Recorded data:
•••••

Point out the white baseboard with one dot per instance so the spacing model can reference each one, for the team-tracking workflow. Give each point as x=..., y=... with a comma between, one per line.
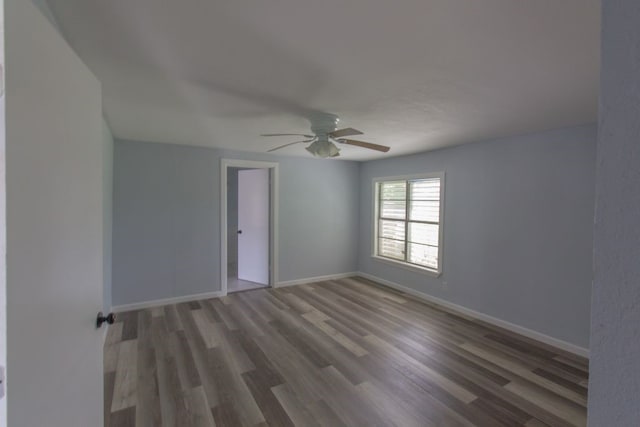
x=315, y=279
x=165, y=301
x=538, y=336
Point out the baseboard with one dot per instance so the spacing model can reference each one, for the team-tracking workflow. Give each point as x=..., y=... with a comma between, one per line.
x=538, y=336
x=165, y=301
x=315, y=279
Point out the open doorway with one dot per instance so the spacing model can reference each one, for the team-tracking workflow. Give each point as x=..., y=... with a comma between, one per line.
x=248, y=225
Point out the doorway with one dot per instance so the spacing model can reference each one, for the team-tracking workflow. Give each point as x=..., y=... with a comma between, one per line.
x=248, y=225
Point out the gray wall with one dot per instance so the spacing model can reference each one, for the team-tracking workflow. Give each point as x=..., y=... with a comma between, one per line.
x=614, y=388
x=107, y=205
x=166, y=223
x=518, y=229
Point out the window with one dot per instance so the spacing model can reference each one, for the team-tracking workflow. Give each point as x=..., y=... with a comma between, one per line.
x=408, y=216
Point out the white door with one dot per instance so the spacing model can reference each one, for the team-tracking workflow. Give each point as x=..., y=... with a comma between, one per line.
x=253, y=225
x=54, y=227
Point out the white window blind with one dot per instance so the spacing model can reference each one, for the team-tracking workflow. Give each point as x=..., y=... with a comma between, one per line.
x=408, y=221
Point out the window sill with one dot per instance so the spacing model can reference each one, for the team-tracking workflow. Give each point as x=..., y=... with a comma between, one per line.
x=406, y=266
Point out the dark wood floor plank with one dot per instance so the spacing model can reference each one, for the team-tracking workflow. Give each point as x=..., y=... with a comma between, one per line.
x=346, y=352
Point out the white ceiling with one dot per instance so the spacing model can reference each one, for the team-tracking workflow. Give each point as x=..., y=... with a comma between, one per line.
x=412, y=74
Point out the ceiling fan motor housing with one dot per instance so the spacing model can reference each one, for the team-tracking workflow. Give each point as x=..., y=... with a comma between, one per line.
x=325, y=123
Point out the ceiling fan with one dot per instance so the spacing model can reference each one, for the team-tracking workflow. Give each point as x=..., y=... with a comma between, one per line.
x=325, y=136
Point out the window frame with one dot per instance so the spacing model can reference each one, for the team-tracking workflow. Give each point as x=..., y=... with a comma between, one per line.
x=375, y=223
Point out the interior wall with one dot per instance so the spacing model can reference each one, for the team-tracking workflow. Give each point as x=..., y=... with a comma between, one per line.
x=107, y=204
x=54, y=223
x=614, y=385
x=166, y=223
x=518, y=220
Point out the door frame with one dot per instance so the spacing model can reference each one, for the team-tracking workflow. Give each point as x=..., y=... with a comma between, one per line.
x=273, y=216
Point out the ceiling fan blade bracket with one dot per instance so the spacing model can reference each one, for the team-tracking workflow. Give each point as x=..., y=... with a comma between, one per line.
x=344, y=132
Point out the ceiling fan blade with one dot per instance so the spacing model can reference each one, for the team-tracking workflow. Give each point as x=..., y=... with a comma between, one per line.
x=344, y=132
x=363, y=144
x=287, y=134
x=291, y=143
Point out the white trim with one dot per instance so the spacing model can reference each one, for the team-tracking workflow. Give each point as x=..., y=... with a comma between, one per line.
x=165, y=301
x=538, y=336
x=273, y=220
x=315, y=279
x=374, y=244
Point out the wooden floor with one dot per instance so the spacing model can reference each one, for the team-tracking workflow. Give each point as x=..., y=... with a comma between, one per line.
x=333, y=353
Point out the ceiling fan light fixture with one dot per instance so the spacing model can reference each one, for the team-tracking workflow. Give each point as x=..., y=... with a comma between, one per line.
x=323, y=149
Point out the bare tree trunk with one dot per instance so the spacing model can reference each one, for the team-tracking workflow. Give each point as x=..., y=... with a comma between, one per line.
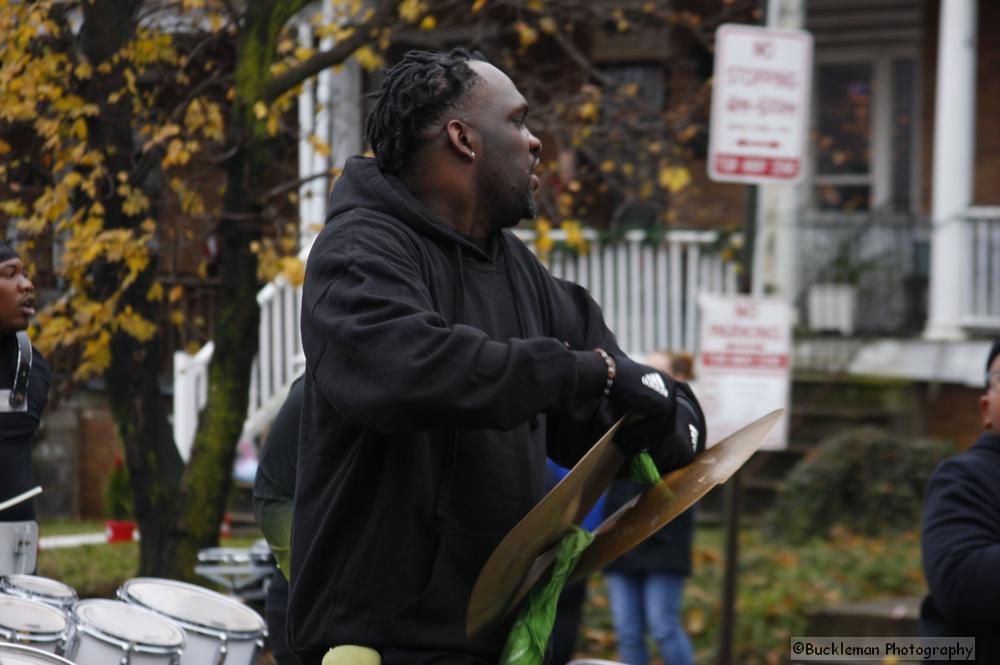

•••••

Retype the lines of all the items above without any change, omitting the pictures.

Point out the white baseboard with one dot per instance so the spacing model can reference each one, for the team-tracking workflow. Give each point as x=..., y=... with a comma between, one per line.
x=315, y=279
x=165, y=301
x=538, y=336
Point out the baseboard with one dot per instance so the spacing model can reference each one, for the team-tracking workflow. Give each point as x=..., y=... with a comma between, one per line.
x=538, y=336
x=165, y=301
x=315, y=279
Point out the open doorway with one dot per instance so the spacing model can reference each one, for the team-tracking workflow. Give each point as x=..., y=... with a comma between, one per line.
x=248, y=225
Point out the doorway with one dot per instance so the spacing model can reference each one, for the team-tracking workflow. Give each point as x=..., y=... with a comma between, one per line.
x=248, y=225
Point out the gray wall with one dot per instance so the spacing model can reference each one, for the team-tracking workflow. Give each point as x=..., y=... with a comma between, one per line.
x=614, y=388
x=107, y=205
x=166, y=223
x=518, y=229
Point out the window with one dot per instance so the spacing model can reference each one, for the team-tracking workflow. Give each point as x=..., y=... with a comma between, one per line.
x=408, y=216
Point out the white door with one dot per instance so the spacing model can reference each one, for the team-tracking workflow. Give each point as x=..., y=... with a comma between, one per line.
x=253, y=225
x=54, y=227
Point out the white window blind with one dot per instance so the spacing model can reference each one, for the team-tracking workflow. Give each point as x=..., y=... with a comma between, one per line.
x=408, y=221
Point out the window sill with one dot per instance so the spacing model can reference each one, for the team-tracking workflow. Give each point as x=..., y=... with a comma between, one per line.
x=406, y=266
Point out the dark wood floor plank with one dot per instance so the spacing model can reference each one, for the team-tracking workflow. Give each point as x=..., y=... with a comma between, one per line.
x=346, y=352
Point out the white ceiling with one dot per instance so the spacing model can reference each one, for the team-tracking workflow. Give each point as x=..., y=... with a comma between, one per line.
x=412, y=74
Point out the ceiling fan motor housing with one dot per instance so the spacing model can reference each one, for the team-tracking workflow. Give each point as x=..., y=... with a comma between, one per line.
x=325, y=123
Point out the ceiling fan with one dot per instance so the spacing model can reference each one, for the team-tracking workflow. Give each point as x=..., y=... with a comma between, one per line.
x=325, y=136
Point out the window frame with one dot per instance so the spacing model can reference each one, for the team-tracking workflow. Give each point as x=..., y=... with a comma between, one per line.
x=375, y=223
Point out the interior wall with one dot per instance so the spacing model can reference each one, for the team-tracking workflow. Give each point as x=..., y=... with a comma between, one per line.
x=107, y=204
x=54, y=223
x=614, y=385
x=166, y=223
x=518, y=220
Point out the door frame with one dot per instance so the spacing model can reference each one, for the team-tracking workflow. Give each point as x=..., y=... with a comma between, one per line.
x=273, y=216
Point out the ceiling fan blade bracket with one dot per instance so the spacing model can reference each one, for the team-tracking workflow. Give each point as x=..., y=... with a comma between, one per line.
x=344, y=132
Point out the ceiling fan blade with one dot per instance so the spacing model can reference each one, for the team-tracking workflow. Give each point as x=..., y=... with a comma between, one per line.
x=344, y=132
x=363, y=144
x=287, y=134
x=291, y=143
Point out the white trim with one dot per instance so the spacing model can reference each one, for the team-tracking workflow. Give each point as x=..., y=... with a comma between, one per line.
x=165, y=301
x=538, y=336
x=273, y=220
x=315, y=279
x=374, y=244
Point out the wooden floor with one dot per instance so the spacing model can reference each one, for the team-tracking workflow. Give each point as x=..., y=... with a comma between, one per line.
x=333, y=353
Point out the ceiling fan light fixture with one dot per instance so the spacing model can reference each one, for the team-tracking workflow. Give each point as x=..., y=... with a comma between, one per line.
x=323, y=149
Point out the bare tree trunk with one dot per instance so the spacing model can reference each one, for the team-tracking workflow. Give each point as x=..., y=... with a comma between, one per line.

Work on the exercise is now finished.